- _TASK TO CARRY OUT_
Can you write out the part of the transmission cooler lines thread that begins at the words "## 66Tempestcustom (Mar" and stops after the words "these correctly. Thanks!"?

# 67 transmission cooler lines



## 66Tempestcustom (Mar 28, 2018)

Hey all, first time posting here! So I have a 66 Tempest with a 68 400 and th400 tranny. I ordered new cooler lines for a 67 gto with a th400 but just wondering which line goes to which fittings on tranny and radiator? The lines that were in the car were cobbled so I just want to make sure I install these correctly. Thanks!


----------



## Colorado67GTO (Sep 11, 2014)

Try these. These are from my 67 with a th400 and stock radiator. All pictures are taken from the passenger side.


----------



## hilton8r (Jul 21, 2017)

I'm replacing the transmission cooler lines in my '67 GTO with turbo 400 trans. I got the lower one off no problem. How in the heck do you get to the top one? I can get a shorter 1/2" wrench on it, with the backing wrench, but I can't get any swing to break the nut. I don't have any line wrenches or crow's feet wrenches. Can it be removed with the transmission in place? I may just cut it to get a socket on it, but I'm still not sure how I'm going to get the new one on snug enough. I'll keep researching. Any advice would be appreciated. Now my keyboard is all dirty!:surprise:


----------



## PontiacJim (Dec 29, 2012)

hilton8r said:


> I'm replacing the transmission cooler lines in my '67 GTO with turbo 400 trans. I got the lower one off no problem. How in the heck do you get to the top one? I can get a shorter 1/2" wrench on it, with the backing wrench, but I can't get any swing to break the nut. I don't have any line wrenches or crow's feet wrenches. Can it be removed with the transmission in place? I may just cut it to get a socket on it, but I'm still not sure how I'm going to get the new one on snug enough. I'll keep researching. Any advice would be appreciated. Now my keyboard is all dirty!:surprise:



Maybe pull the dipstick tube? The bolt holds the bracket and there is an O-ring that fits around the tube and seals it as it is inserted into the trans.


----------



## Lemans guy (Oct 14, 2014)

I use a crowfoot line wrench, a crowfoot flarenut wrench or a straight crowfoot....best one is the crowfoot line wrench, just use it with a ratchet and small extension, it will go on then. Do not overtighten those, you can easily crack the transmission case. Be a little lighter than normal, and it should be ok. Mine have mo leaks.

Probably a torque spec on it, I just don’t recall it. With the crowfoot you can torque it....

Stay with it you will get it!


----------



## hilton8r (Jul 21, 2017)

- _Point annotation records_

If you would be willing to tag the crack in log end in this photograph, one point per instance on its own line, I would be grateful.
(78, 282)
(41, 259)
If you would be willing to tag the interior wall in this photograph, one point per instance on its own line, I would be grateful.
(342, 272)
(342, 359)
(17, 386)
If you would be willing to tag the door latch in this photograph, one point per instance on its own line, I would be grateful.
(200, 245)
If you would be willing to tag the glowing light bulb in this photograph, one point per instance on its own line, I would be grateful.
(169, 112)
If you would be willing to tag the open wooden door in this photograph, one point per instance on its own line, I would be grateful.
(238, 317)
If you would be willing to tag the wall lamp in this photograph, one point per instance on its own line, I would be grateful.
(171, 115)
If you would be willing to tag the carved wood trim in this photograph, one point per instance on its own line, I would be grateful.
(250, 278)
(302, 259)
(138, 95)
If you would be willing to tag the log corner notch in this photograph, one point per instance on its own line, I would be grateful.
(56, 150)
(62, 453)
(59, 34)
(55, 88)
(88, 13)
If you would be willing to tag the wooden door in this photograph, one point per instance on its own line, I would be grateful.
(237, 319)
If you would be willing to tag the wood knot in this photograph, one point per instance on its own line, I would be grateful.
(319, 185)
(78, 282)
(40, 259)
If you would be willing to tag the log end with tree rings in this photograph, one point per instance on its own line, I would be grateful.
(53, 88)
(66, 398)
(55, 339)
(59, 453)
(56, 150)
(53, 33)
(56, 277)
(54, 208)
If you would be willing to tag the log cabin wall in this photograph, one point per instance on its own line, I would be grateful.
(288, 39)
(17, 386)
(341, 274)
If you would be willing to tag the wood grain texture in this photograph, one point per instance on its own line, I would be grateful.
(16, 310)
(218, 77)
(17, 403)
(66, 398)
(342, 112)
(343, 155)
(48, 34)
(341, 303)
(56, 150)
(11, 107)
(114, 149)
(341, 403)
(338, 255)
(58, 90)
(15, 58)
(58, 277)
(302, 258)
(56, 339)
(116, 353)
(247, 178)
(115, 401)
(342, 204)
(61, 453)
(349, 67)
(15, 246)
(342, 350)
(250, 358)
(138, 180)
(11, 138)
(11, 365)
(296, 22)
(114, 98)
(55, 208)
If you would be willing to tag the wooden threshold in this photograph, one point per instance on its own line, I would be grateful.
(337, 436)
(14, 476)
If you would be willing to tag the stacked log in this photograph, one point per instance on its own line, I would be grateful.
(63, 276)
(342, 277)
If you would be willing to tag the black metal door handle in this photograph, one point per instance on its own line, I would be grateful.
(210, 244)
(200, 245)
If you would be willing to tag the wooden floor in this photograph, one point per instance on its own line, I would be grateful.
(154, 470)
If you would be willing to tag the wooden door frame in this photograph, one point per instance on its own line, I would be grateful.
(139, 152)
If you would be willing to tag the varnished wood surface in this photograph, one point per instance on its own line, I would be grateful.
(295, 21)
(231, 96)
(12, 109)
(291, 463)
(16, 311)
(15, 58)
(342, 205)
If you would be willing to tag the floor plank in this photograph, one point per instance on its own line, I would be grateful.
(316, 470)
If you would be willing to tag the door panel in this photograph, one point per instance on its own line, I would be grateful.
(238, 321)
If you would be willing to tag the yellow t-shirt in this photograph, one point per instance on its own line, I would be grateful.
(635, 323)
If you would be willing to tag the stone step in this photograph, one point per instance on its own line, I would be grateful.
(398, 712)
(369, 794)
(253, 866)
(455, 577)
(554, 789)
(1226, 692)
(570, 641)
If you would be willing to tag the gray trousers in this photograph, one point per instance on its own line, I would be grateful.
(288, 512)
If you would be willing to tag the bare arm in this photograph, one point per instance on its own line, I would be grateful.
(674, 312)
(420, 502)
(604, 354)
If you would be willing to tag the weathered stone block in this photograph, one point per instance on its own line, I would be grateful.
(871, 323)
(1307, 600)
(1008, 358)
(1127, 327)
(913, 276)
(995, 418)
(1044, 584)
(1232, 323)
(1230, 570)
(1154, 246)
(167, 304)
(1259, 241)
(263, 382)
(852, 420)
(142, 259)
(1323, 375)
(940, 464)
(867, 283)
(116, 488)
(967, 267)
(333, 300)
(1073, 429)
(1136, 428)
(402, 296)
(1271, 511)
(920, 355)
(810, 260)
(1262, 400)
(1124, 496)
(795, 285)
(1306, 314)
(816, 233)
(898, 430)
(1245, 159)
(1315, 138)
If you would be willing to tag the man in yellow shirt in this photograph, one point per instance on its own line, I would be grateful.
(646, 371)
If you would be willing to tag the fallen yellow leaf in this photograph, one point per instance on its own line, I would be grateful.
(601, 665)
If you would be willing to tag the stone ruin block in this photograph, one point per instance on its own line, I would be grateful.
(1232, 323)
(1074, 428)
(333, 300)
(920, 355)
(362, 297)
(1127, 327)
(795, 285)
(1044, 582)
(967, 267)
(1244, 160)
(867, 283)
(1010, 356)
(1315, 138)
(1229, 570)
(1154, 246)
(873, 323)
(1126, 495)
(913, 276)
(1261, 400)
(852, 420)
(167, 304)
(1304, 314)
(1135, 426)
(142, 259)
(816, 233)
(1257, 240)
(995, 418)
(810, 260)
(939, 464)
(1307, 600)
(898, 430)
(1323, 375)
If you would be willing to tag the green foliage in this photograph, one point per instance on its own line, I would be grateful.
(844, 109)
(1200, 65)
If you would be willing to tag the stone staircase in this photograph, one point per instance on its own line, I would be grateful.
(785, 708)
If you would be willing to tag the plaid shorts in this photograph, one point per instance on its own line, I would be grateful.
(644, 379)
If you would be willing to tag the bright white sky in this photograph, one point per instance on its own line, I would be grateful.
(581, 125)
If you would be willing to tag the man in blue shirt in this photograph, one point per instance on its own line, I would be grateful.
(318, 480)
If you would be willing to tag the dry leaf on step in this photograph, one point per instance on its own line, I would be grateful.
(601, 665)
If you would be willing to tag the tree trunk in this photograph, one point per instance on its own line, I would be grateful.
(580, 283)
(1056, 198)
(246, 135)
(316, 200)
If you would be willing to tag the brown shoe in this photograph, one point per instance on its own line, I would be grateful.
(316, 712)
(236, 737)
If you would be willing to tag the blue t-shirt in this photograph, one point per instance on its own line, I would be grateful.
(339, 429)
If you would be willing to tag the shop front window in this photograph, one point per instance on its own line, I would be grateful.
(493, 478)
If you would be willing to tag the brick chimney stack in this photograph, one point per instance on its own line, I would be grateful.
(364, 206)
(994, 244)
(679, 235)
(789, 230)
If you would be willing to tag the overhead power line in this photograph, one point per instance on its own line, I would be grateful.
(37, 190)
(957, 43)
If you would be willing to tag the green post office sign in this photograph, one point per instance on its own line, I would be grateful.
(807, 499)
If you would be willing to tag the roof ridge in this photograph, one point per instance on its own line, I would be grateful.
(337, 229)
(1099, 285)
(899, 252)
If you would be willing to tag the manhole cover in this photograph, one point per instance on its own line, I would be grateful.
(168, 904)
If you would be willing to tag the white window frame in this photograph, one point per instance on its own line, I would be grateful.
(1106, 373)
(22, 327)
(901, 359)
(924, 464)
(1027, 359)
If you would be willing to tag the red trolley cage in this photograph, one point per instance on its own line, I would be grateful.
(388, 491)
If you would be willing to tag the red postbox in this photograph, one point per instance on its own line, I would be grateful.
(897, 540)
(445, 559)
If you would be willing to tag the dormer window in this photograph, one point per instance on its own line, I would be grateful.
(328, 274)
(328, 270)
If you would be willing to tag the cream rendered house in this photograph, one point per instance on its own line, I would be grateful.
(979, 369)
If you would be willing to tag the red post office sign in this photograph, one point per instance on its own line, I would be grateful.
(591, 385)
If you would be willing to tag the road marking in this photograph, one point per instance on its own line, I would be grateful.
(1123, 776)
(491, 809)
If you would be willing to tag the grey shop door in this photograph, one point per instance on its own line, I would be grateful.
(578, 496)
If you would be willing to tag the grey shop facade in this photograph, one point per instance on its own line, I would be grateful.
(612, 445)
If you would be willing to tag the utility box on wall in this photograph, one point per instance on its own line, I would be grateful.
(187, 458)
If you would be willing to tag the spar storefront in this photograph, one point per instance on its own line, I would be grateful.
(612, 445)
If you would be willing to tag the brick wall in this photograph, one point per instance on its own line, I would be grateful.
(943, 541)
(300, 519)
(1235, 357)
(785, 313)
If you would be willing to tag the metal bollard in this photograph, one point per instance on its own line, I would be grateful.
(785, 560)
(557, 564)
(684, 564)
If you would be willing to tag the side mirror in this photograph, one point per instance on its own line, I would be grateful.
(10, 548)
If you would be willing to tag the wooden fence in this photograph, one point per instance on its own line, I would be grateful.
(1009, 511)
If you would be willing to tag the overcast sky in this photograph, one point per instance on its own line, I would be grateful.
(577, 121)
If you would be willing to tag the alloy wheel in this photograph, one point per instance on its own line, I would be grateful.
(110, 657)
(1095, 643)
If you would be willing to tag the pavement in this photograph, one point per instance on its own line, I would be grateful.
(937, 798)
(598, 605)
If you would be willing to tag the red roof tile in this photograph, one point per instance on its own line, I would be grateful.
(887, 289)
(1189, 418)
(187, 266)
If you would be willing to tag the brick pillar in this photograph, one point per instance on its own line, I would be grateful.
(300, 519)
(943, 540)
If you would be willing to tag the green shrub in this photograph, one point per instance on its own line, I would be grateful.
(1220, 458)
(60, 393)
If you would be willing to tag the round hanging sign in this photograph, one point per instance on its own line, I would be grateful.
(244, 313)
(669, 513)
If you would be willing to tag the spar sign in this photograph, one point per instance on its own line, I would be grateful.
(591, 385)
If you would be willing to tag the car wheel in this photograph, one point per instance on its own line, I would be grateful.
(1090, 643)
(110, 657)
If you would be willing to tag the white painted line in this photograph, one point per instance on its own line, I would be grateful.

- _FINAL RESULT_
## 66Tempestcustom (Mar 28, 2018)

Hey all, first time posting here! So I have a 66 Tempest with a 68 400 and th400 tranny. I ordered new cooler lines for a 67 gto with a th400 but just wondering which line goes to which fittings on tranny and radiator? The lines that were in the car were cobbled so I just want to make sure I install these correctly. Thanks!